» **LIST OF TASKS**:
[A] Please answer these questions about the Campus Times column, one answer per line:
(i) What date does the column carry?
(ii) At which university are the boys the column focuses on?
(iii) What does the writer tell the boys who ask to be hooked up with the roommate?
[B] Pick up the Campus Times column on accepting rejection after its last line and keep writing it.

» **READING PASSAGE**:
== == ==

Accept rejection, get over it
Campus Times
October 2, 1998
Well, well, well, this is the third issue of the Campus Times
and no sign of boy bashing from me yet. Lo and behold, the time has once
again come for me to gripe about the opposite sex.
The focus of this column is how many boys at the University of La Verne
cannot seem to get over themselves.
Example: My roommate is hit on by boys on a daily basis. I can see it
coming from a mile away, so I sit back, roll my eyes and laugh at their
tactics. Well, if any boys on this campus knew my roommate, they would know
that all of their sly pick-up lines are a wasted effort.
She politely, or not so politely, refuses to go out with them and all
of these boys still persist.
But finally they move in on the roommate-me. This part is the most entertaining.
Boys who would never think to approach me make small talk and sooner or
later it turns into, "So, are you going to hook me up with your roommate?"
I reply that she is uninterested. Without a moments hesitation the following
sentence is transmitted from their egotistical little brains to their mouth:
"So, is she a lesbian or a man-hater?"

== == ==

[Part of a data file]
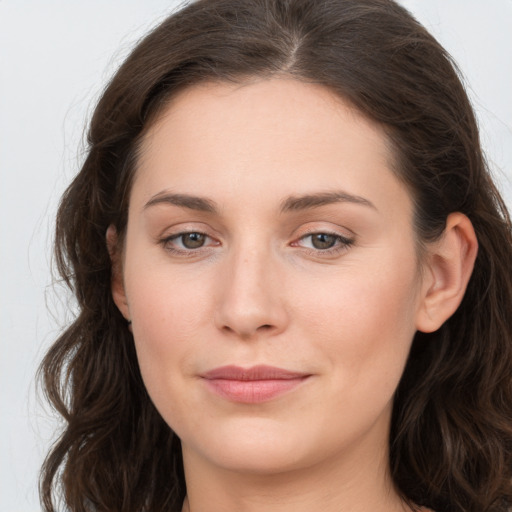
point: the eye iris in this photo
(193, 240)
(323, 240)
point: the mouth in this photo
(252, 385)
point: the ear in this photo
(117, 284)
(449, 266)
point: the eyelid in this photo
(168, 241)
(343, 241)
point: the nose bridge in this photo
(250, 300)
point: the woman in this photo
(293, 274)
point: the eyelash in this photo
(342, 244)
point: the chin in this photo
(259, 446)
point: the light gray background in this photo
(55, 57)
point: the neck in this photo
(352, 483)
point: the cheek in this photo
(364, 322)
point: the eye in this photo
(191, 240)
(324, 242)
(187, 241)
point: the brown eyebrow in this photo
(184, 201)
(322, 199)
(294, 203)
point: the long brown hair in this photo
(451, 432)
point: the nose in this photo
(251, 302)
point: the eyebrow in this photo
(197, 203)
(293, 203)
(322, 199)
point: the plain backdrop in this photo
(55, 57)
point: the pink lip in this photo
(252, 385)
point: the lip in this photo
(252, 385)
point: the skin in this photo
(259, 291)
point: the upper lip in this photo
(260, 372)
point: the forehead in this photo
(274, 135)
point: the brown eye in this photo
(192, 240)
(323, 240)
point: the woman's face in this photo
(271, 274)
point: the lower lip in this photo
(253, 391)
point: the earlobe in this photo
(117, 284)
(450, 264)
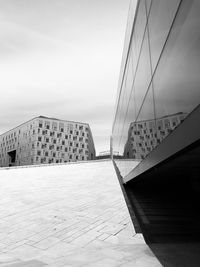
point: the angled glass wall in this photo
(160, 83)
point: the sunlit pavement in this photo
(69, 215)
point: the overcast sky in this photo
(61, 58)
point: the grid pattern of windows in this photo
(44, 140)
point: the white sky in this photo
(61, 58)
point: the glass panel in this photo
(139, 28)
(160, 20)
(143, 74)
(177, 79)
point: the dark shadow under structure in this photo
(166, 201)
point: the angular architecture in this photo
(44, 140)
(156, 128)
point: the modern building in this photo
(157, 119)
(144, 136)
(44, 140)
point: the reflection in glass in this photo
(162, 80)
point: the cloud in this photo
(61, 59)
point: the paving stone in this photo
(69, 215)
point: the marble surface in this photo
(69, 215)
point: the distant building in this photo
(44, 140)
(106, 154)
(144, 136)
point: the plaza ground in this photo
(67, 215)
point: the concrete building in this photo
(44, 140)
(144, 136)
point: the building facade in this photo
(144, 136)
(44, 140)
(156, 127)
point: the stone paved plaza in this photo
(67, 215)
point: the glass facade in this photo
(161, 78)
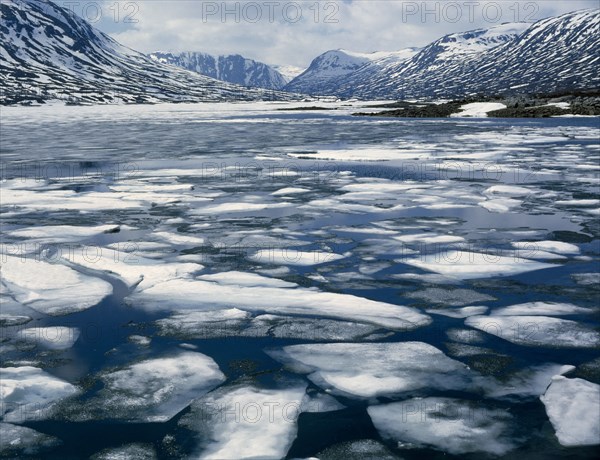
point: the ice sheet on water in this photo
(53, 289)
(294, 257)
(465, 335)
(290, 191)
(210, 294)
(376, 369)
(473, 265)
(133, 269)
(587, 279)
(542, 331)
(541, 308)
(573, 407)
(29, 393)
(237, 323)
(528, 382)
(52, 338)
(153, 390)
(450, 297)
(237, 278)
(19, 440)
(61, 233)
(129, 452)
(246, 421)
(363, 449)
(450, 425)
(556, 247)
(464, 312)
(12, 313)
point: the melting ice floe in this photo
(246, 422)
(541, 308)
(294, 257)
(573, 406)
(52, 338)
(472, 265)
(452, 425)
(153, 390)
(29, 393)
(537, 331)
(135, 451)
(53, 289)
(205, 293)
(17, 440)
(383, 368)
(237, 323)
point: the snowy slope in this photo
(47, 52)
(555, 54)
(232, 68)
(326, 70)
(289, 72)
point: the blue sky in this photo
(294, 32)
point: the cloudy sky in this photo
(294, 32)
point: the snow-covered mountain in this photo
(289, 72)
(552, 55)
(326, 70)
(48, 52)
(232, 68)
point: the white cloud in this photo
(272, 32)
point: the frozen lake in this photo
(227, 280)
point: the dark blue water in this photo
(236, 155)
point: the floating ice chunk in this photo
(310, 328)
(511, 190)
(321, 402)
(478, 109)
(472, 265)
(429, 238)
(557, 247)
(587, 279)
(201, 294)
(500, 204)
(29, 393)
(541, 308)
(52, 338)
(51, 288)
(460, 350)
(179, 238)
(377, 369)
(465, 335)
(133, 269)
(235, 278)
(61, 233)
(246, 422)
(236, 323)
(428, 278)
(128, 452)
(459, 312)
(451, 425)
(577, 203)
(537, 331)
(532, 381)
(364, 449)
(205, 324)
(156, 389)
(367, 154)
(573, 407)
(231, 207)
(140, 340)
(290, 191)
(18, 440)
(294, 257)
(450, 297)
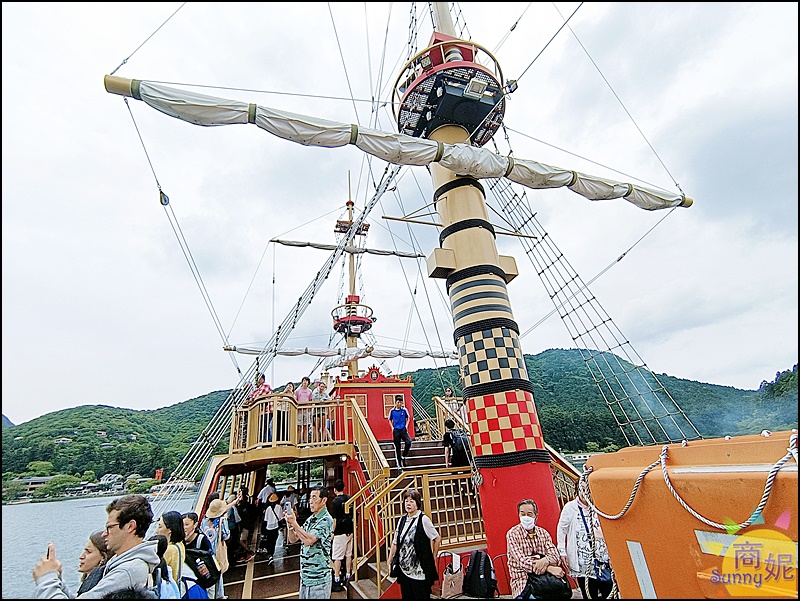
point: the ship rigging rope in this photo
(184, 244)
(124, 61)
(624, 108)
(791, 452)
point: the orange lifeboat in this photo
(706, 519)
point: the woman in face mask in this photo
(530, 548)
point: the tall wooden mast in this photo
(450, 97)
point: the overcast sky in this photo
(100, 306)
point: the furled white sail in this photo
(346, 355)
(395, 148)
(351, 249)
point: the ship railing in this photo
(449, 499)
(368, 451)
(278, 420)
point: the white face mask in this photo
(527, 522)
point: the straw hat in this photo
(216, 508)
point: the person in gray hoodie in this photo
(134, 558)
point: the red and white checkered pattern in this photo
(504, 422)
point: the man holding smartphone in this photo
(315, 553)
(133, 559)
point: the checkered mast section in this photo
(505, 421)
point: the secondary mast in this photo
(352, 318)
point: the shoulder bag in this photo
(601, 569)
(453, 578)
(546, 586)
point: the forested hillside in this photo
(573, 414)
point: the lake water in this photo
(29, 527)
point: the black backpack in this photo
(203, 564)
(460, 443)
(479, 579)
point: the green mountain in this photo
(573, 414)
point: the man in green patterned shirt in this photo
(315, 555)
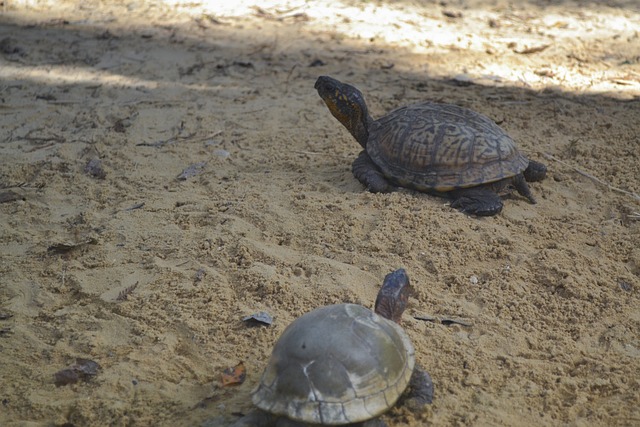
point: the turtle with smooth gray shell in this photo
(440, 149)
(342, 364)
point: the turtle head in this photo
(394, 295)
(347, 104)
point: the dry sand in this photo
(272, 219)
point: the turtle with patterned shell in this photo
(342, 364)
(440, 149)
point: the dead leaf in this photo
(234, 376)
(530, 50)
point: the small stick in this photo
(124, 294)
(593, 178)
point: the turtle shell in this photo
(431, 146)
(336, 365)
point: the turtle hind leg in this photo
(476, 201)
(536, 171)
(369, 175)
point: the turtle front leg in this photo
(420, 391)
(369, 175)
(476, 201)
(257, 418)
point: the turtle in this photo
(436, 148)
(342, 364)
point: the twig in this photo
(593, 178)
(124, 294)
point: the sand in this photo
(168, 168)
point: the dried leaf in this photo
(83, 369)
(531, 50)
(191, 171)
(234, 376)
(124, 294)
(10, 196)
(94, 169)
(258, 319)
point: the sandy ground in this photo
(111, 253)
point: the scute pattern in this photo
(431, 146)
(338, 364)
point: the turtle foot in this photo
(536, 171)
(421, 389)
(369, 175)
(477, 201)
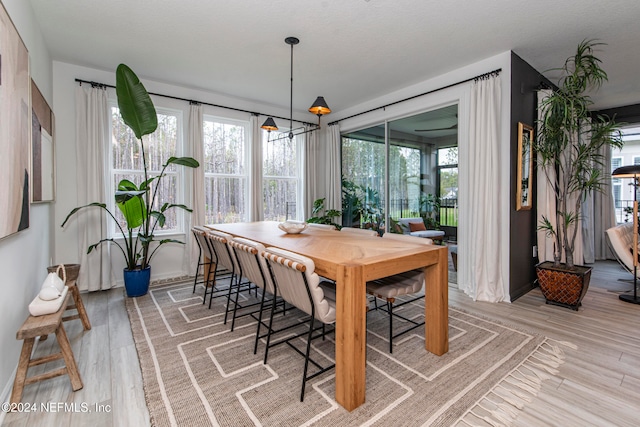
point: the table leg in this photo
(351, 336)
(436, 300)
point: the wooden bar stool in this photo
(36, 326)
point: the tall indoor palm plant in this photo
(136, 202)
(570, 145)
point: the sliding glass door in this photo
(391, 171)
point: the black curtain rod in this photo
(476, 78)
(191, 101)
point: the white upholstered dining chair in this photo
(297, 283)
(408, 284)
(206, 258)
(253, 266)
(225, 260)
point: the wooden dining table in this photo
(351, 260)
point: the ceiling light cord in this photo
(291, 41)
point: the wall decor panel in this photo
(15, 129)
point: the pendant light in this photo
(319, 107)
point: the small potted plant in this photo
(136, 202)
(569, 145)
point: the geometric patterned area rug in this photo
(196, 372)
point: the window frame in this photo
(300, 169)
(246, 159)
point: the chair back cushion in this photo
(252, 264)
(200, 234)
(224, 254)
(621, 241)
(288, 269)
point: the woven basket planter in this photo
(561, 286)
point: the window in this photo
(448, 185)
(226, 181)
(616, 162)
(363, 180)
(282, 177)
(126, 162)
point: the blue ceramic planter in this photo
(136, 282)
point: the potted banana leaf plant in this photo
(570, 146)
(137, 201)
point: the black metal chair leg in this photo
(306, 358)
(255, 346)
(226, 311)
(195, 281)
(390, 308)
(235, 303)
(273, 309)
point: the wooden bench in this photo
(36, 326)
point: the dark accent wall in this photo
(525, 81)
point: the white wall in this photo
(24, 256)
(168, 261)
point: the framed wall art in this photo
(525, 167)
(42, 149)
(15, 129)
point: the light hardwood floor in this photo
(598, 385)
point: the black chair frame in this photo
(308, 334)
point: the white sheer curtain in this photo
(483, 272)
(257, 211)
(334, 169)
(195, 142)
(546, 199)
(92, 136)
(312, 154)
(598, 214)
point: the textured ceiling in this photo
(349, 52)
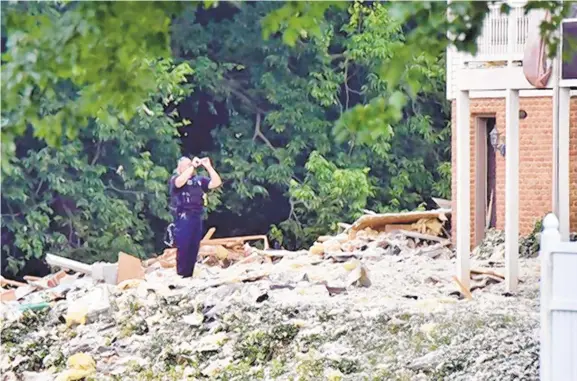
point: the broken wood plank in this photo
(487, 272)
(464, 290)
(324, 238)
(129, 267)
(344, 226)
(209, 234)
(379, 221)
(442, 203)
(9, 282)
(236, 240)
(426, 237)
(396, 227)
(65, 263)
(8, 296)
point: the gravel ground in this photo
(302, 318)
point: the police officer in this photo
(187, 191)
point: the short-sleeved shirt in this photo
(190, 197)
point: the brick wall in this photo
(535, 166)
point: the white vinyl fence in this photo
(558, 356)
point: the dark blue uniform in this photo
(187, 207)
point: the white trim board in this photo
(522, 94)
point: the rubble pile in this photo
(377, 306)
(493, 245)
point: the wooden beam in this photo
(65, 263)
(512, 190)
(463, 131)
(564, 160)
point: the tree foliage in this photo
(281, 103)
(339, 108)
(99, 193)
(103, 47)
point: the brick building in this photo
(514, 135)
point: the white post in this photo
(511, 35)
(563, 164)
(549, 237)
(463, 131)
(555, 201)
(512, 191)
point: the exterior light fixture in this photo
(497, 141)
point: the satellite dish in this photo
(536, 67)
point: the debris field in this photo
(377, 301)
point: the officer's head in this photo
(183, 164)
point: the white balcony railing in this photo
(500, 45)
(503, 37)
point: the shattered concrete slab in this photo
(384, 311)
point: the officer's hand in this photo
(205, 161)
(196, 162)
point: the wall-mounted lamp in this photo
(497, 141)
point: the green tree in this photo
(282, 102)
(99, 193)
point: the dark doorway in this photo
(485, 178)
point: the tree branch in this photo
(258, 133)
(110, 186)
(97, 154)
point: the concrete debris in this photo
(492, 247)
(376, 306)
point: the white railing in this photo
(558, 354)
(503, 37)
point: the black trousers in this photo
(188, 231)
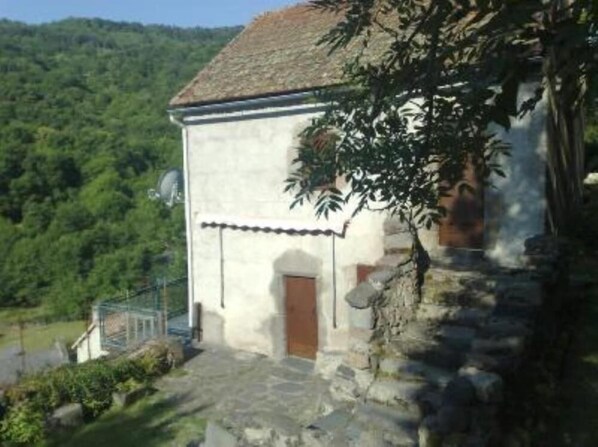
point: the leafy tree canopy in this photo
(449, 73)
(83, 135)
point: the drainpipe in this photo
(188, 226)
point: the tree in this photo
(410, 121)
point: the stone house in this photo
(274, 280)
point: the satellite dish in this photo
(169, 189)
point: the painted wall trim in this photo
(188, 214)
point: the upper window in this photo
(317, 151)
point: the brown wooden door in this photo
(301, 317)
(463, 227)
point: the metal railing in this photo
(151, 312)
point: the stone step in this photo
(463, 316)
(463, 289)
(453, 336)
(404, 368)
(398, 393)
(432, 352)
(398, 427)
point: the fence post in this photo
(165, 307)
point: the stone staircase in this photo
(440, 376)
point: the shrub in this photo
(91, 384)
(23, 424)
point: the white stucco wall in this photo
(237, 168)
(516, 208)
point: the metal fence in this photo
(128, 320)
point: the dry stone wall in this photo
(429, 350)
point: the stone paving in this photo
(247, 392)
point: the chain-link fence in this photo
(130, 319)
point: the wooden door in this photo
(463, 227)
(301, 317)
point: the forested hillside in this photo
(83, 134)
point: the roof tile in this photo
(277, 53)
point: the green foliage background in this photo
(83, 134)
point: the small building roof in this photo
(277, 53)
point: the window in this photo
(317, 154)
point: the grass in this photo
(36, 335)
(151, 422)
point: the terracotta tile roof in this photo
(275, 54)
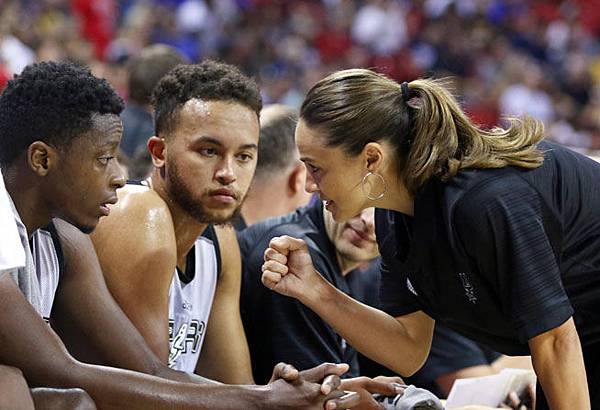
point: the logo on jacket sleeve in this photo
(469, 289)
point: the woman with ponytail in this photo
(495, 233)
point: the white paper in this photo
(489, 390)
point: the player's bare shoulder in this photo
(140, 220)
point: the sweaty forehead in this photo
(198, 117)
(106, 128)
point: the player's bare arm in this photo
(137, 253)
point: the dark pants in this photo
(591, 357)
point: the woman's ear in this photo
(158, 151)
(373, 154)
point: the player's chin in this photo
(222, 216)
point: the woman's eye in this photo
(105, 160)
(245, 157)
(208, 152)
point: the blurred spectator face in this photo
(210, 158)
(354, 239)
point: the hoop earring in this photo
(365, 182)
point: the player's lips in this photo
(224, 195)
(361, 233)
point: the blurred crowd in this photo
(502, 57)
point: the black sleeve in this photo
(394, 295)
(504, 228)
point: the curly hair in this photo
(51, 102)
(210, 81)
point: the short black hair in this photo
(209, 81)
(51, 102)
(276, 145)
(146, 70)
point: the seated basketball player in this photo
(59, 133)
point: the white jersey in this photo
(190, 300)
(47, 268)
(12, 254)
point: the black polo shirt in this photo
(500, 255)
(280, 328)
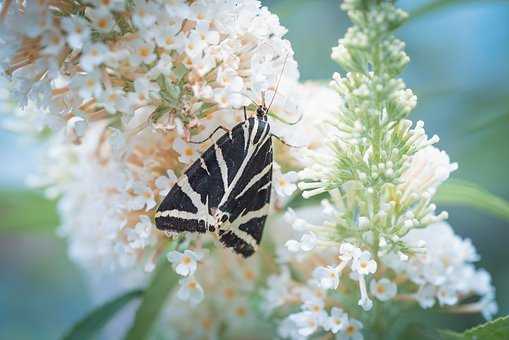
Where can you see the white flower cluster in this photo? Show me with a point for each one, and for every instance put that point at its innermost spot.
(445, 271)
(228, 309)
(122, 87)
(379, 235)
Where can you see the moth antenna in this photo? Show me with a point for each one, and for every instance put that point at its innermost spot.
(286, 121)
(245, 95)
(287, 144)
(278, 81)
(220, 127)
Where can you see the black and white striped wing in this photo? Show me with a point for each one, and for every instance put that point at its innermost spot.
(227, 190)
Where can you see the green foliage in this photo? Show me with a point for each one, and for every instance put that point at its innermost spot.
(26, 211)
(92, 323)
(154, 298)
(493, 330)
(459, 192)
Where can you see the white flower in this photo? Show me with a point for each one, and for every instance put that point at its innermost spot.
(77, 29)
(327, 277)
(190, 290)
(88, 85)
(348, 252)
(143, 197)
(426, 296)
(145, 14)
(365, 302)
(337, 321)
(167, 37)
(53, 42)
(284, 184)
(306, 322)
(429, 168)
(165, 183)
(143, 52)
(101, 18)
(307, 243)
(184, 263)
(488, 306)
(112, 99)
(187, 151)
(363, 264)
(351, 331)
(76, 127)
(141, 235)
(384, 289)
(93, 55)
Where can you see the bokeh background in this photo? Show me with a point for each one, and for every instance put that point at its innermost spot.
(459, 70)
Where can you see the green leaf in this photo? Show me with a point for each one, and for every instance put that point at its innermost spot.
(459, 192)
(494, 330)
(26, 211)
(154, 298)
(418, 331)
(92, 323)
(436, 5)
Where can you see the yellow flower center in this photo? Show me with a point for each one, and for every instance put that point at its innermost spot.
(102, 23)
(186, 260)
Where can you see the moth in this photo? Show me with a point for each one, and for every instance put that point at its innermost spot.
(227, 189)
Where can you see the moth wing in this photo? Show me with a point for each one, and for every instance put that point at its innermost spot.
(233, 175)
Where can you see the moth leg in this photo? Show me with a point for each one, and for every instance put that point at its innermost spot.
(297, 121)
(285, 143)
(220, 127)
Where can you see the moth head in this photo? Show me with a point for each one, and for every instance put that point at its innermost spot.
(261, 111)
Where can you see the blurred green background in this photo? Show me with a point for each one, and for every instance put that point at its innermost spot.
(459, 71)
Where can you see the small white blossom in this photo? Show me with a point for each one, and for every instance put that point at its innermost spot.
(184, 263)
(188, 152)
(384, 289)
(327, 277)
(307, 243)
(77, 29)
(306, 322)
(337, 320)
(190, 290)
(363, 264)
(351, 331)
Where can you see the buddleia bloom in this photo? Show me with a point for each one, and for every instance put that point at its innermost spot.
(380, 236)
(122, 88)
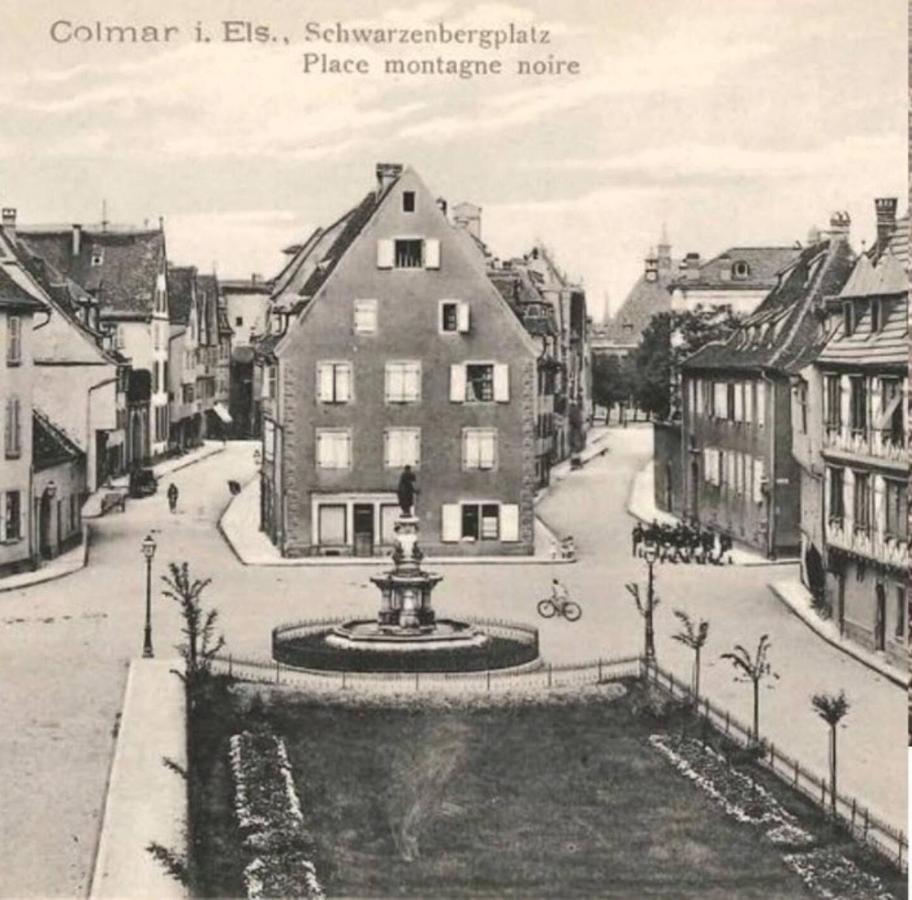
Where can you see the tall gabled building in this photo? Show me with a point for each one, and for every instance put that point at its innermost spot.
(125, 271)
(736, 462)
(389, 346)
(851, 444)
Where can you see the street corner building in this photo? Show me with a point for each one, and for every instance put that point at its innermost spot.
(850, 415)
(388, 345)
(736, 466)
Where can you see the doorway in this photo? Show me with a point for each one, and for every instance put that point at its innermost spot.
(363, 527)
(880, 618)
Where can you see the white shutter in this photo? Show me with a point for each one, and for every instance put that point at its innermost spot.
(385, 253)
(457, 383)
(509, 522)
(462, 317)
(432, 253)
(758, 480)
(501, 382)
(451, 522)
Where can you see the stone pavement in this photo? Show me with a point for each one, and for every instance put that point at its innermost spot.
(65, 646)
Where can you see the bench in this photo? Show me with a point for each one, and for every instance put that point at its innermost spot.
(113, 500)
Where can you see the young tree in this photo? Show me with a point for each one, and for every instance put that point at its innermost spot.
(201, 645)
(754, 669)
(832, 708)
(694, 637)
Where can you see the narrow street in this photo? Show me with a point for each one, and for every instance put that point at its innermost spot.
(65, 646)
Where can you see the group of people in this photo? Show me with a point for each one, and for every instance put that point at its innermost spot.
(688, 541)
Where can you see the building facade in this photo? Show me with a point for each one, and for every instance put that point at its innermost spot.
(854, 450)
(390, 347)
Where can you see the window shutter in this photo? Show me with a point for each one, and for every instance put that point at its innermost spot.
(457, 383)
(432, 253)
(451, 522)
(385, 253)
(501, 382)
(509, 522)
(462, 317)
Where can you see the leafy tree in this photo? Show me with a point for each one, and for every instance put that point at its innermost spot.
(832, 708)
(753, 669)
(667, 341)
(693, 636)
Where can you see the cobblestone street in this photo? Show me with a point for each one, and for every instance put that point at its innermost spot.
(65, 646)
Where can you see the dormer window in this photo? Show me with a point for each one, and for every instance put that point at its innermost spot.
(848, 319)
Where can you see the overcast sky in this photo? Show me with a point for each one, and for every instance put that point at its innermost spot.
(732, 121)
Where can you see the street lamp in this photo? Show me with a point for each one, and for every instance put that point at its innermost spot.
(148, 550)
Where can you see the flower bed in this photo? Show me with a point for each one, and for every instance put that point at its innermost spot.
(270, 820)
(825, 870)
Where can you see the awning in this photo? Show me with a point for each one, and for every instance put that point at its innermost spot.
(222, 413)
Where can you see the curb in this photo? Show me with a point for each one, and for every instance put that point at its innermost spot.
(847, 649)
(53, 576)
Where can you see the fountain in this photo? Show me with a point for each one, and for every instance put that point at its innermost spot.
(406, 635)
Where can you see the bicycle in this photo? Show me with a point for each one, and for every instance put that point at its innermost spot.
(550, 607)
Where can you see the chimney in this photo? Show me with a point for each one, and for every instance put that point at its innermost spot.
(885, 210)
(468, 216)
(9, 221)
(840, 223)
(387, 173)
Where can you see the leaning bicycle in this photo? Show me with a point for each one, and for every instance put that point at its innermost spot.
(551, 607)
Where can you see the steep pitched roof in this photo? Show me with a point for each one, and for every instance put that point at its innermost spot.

== == ==

» **OUTPUTS FOR THE TASKS**:
[A]
(i) October 2, 1998
(ii) The University of La Verne
(iii) That the roommate is uninterested

[B]
Come on! Boys, you need to get over yourselves! Do you really think
that you are so wonderful that every girl should want you?
Instead of understanding that she does not go for just any smooth talker,
it is interpreted that there is something wrong with her.
Has it ever crossed these boys' minds that there are independent girls
out there who do not need a boyfriend, nor accept a date from every boy
that offers? Also, that some girls are smart enough to stay away from the
boys at ULV?
Nope -- it must be the girls, right? They must be gay or hate men. Their
brain must not be working correctly to turn you down.
This is the most conceited, egocentric way of thinking. And boys, do
not say that you do not think this way. I spoke with Duke Kell, senior broadcast
major, on this subject. His reply: "Guys can get any girl they want
to, they just have to know the right thing to say."
No comment, point proven.
And for all the boys who are reading this, steaming by this point, it
is boys like this that give "nice guys" a bad rap, although I
do understand that Kell is not a spokesman for all males. His comment just
goes to show that my opinion has been formed not based solely on observation,
but actual male input.
Hey, do not get me wrong. It is great to be persistent and determined,
but there comes a point where boys must accept that they are not God's gift
to women, and that, yes, they may have a few character flaws. Or, maybe
they just are not that girl's particular type. Even with a ratio of four
or five to one here at ULV, girls still set standards.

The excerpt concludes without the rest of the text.